What you will do:
How many lines in the entries below contain the string "wall" with matching case? Reply with the number only.

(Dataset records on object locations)
= = = = = = =

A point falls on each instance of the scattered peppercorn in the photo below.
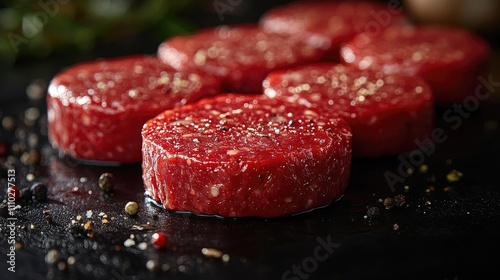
(373, 212)
(389, 203)
(454, 176)
(152, 265)
(31, 157)
(106, 182)
(400, 200)
(39, 191)
(26, 194)
(52, 256)
(88, 225)
(131, 208)
(159, 239)
(423, 168)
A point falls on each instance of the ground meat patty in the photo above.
(242, 155)
(240, 56)
(449, 59)
(328, 24)
(387, 113)
(97, 109)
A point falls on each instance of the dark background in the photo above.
(447, 230)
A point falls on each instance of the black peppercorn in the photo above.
(400, 200)
(106, 182)
(373, 212)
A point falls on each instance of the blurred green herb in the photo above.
(40, 27)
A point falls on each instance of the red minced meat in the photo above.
(245, 155)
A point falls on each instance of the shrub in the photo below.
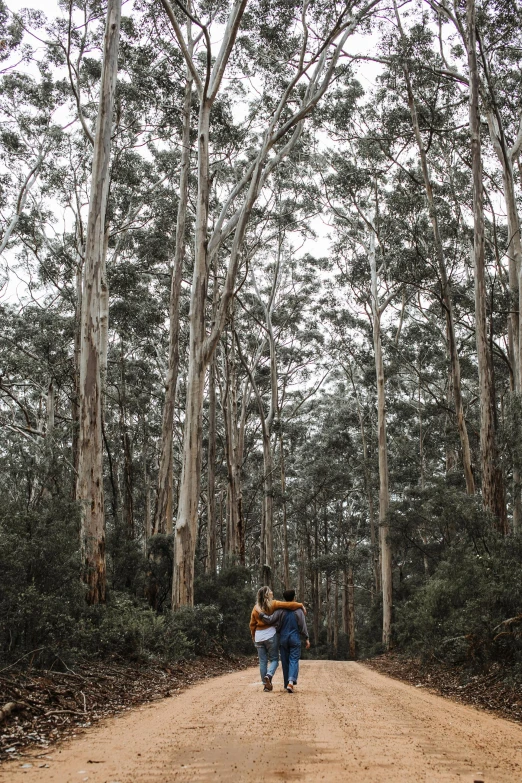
(458, 615)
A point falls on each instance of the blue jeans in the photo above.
(290, 647)
(268, 652)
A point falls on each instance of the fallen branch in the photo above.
(12, 706)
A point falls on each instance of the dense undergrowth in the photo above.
(458, 599)
(43, 611)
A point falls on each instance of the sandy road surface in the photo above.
(345, 723)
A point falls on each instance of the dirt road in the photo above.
(345, 723)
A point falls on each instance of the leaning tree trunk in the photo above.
(514, 254)
(284, 520)
(186, 525)
(211, 564)
(235, 538)
(163, 515)
(492, 480)
(384, 495)
(444, 282)
(90, 469)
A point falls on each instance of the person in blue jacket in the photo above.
(290, 626)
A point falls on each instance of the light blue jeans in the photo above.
(268, 652)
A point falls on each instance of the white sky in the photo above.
(318, 247)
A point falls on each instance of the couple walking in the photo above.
(277, 626)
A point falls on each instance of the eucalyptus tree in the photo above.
(90, 467)
(283, 128)
(442, 264)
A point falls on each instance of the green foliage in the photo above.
(232, 596)
(459, 615)
(41, 598)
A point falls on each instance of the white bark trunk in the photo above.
(384, 495)
(90, 468)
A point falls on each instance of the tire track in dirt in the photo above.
(346, 722)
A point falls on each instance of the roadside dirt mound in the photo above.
(42, 707)
(344, 723)
(490, 690)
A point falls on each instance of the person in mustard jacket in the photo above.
(265, 637)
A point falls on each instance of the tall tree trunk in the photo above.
(492, 480)
(90, 467)
(302, 572)
(75, 403)
(147, 517)
(445, 285)
(284, 521)
(352, 651)
(234, 520)
(163, 515)
(514, 253)
(384, 495)
(336, 617)
(211, 473)
(369, 493)
(128, 499)
(187, 520)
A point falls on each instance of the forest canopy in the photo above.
(260, 324)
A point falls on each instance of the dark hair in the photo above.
(263, 600)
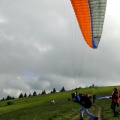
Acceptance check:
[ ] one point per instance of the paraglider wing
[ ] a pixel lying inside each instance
(90, 16)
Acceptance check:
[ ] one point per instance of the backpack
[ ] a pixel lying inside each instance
(85, 101)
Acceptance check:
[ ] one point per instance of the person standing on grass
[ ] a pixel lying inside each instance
(115, 101)
(85, 102)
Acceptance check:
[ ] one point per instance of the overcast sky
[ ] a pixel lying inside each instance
(41, 48)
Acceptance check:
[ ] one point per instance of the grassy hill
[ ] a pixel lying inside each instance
(40, 107)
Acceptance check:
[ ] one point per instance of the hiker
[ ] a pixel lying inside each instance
(115, 101)
(85, 102)
(73, 96)
(94, 98)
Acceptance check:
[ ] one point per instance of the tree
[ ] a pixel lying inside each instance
(8, 97)
(25, 95)
(29, 95)
(54, 90)
(34, 93)
(21, 95)
(62, 90)
(43, 92)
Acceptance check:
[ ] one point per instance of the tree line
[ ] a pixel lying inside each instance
(33, 94)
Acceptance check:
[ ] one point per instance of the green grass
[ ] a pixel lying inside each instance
(40, 107)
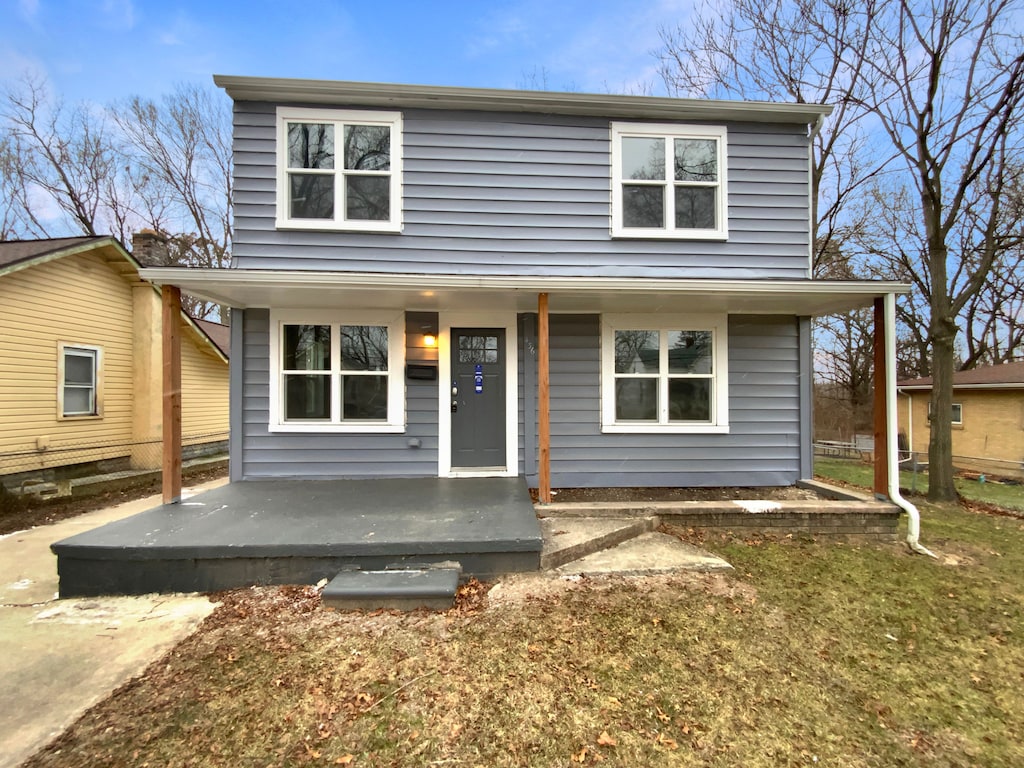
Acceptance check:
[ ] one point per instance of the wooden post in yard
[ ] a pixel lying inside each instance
(881, 412)
(171, 323)
(543, 400)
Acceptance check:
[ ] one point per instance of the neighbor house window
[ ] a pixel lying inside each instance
(337, 374)
(78, 391)
(339, 170)
(664, 374)
(955, 413)
(669, 181)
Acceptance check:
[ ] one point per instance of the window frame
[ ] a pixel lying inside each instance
(717, 325)
(92, 352)
(669, 132)
(339, 118)
(395, 325)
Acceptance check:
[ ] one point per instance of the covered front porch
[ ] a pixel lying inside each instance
(300, 531)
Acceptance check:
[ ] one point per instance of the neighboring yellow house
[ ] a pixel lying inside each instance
(81, 364)
(988, 418)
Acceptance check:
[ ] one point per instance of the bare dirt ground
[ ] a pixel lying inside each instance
(22, 514)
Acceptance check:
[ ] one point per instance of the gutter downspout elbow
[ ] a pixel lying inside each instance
(892, 426)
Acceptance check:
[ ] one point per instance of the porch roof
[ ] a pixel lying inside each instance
(271, 288)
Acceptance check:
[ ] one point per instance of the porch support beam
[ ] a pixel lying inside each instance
(543, 400)
(880, 404)
(171, 322)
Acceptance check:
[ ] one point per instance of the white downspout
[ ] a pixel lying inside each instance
(892, 427)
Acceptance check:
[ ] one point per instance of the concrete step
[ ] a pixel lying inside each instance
(566, 540)
(403, 589)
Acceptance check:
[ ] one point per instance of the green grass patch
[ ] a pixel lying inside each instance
(811, 653)
(859, 473)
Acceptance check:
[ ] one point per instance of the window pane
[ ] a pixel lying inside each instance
(307, 396)
(79, 369)
(311, 197)
(307, 347)
(368, 198)
(477, 349)
(643, 158)
(695, 207)
(637, 351)
(689, 352)
(310, 145)
(643, 206)
(689, 399)
(365, 397)
(636, 399)
(78, 401)
(368, 147)
(364, 348)
(696, 160)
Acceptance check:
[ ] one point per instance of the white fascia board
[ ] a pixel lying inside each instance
(393, 95)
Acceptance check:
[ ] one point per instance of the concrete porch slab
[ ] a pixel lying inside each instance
(647, 554)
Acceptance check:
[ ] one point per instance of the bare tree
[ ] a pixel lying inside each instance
(945, 83)
(184, 143)
(60, 164)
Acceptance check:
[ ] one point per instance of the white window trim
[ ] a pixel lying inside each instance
(396, 368)
(718, 325)
(97, 372)
(669, 131)
(339, 117)
(507, 321)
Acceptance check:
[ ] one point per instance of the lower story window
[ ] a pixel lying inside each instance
(78, 393)
(338, 375)
(664, 374)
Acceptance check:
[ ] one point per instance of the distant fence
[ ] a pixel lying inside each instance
(58, 470)
(918, 461)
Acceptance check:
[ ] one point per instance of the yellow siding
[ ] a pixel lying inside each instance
(204, 391)
(77, 300)
(992, 428)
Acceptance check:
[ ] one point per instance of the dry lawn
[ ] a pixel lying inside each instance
(812, 653)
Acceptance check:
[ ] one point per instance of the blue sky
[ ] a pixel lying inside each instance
(105, 50)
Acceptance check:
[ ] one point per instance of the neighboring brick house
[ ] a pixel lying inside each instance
(987, 418)
(81, 364)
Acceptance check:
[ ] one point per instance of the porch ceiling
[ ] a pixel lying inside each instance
(264, 288)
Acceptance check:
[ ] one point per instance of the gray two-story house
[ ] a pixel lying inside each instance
(580, 290)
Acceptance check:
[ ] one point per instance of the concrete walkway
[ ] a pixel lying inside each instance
(58, 657)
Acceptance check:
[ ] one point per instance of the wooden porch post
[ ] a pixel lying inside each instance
(881, 420)
(171, 322)
(543, 400)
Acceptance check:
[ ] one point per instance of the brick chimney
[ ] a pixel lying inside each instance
(150, 249)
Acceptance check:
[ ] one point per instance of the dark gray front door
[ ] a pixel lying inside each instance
(477, 397)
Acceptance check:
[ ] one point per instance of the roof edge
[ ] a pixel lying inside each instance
(288, 90)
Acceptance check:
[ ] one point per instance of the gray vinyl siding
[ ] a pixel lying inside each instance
(266, 455)
(511, 194)
(761, 449)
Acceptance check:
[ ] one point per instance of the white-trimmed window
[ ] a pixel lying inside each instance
(335, 373)
(664, 374)
(669, 181)
(78, 376)
(339, 170)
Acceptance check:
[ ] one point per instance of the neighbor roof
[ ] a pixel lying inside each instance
(19, 253)
(285, 90)
(1006, 376)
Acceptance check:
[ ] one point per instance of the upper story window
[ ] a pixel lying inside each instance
(339, 170)
(669, 181)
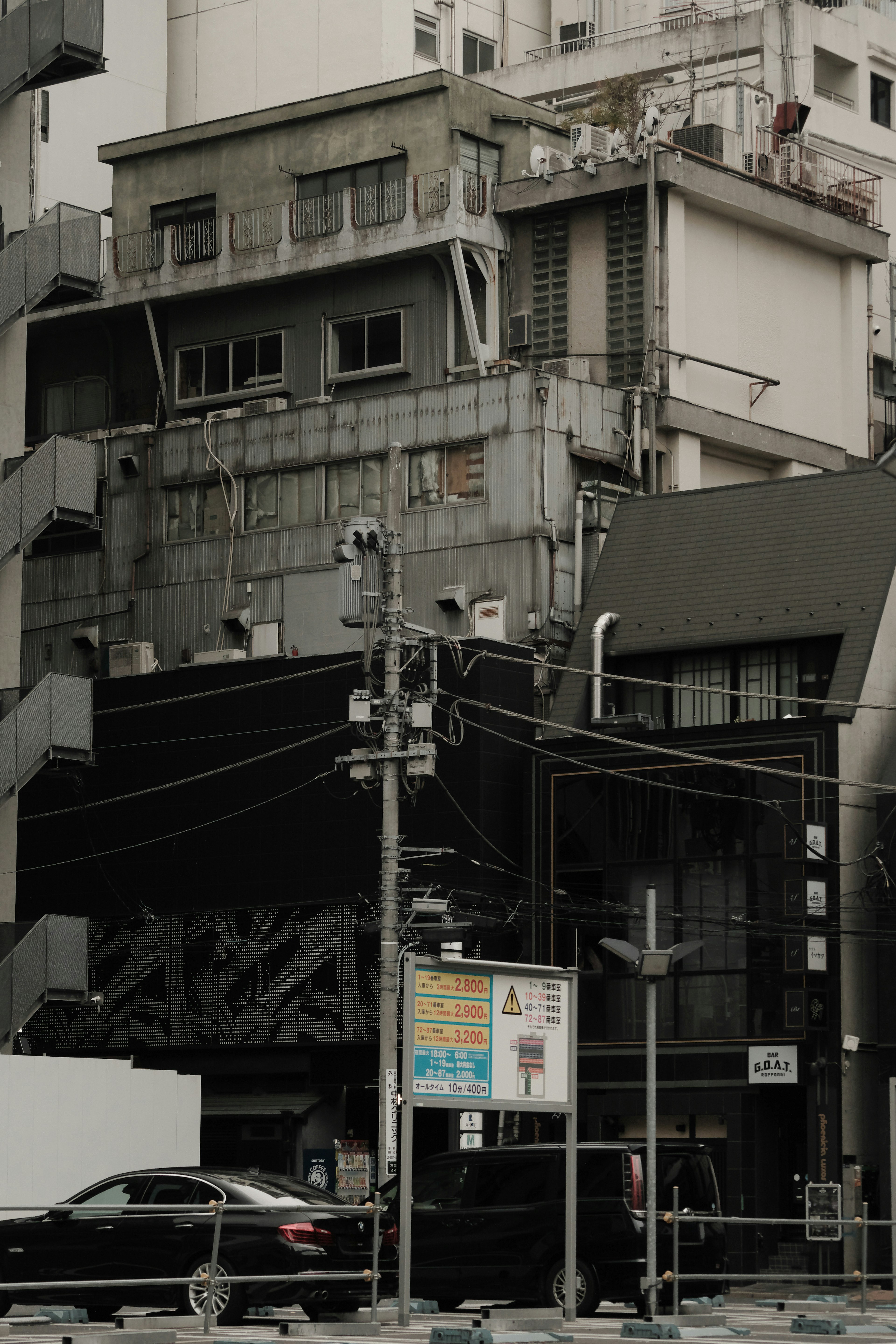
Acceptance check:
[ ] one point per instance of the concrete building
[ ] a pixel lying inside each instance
(228, 58)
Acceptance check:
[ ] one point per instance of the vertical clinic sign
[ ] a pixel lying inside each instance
(491, 1037)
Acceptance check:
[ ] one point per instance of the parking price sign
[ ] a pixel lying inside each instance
(481, 1035)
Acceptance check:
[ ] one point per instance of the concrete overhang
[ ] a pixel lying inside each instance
(724, 191)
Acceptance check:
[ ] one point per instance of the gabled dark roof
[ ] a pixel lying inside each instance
(796, 558)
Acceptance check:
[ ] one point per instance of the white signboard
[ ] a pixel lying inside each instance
(816, 897)
(816, 955)
(502, 1038)
(772, 1064)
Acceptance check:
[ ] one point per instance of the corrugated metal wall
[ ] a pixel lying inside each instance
(172, 592)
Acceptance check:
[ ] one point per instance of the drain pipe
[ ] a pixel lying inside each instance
(598, 631)
(581, 495)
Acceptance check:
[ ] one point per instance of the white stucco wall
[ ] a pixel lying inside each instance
(69, 1123)
(226, 57)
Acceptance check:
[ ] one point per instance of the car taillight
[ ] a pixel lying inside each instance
(637, 1183)
(305, 1233)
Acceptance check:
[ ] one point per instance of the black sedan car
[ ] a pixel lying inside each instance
(264, 1232)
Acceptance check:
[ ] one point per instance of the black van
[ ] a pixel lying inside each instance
(490, 1224)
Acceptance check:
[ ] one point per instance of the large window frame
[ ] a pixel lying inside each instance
(336, 326)
(264, 384)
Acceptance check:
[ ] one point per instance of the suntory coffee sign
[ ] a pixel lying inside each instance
(773, 1064)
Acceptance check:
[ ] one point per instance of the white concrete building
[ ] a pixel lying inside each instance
(229, 57)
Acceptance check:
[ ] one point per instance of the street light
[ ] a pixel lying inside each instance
(653, 964)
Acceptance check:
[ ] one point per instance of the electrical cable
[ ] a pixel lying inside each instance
(191, 779)
(226, 690)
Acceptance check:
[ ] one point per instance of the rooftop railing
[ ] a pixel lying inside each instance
(61, 252)
(46, 42)
(683, 17)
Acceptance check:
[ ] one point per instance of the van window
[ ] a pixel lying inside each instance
(440, 1187)
(600, 1175)
(511, 1182)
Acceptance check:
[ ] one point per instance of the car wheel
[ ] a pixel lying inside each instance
(97, 1312)
(229, 1300)
(588, 1298)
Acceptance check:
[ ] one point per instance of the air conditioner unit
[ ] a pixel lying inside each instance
(218, 656)
(132, 429)
(265, 405)
(131, 659)
(590, 143)
(574, 366)
(232, 413)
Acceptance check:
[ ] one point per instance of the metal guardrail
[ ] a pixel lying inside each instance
(686, 17)
(217, 1208)
(61, 251)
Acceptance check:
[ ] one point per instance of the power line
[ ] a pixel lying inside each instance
(191, 779)
(226, 690)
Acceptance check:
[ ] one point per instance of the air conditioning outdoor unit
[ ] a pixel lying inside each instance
(132, 429)
(590, 142)
(571, 367)
(218, 656)
(265, 405)
(131, 659)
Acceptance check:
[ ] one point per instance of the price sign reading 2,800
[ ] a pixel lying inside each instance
(452, 1034)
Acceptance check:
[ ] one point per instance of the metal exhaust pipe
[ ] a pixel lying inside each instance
(598, 631)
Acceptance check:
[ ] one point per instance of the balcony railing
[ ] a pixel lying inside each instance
(197, 241)
(250, 230)
(57, 258)
(46, 42)
(381, 203)
(432, 193)
(819, 179)
(133, 253)
(316, 217)
(680, 17)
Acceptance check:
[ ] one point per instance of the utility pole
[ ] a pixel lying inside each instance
(651, 992)
(390, 851)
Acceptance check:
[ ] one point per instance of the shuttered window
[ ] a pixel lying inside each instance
(550, 280)
(625, 293)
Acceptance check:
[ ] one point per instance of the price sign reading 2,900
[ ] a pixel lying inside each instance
(452, 1034)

= = = = = = =

Result of this task:
2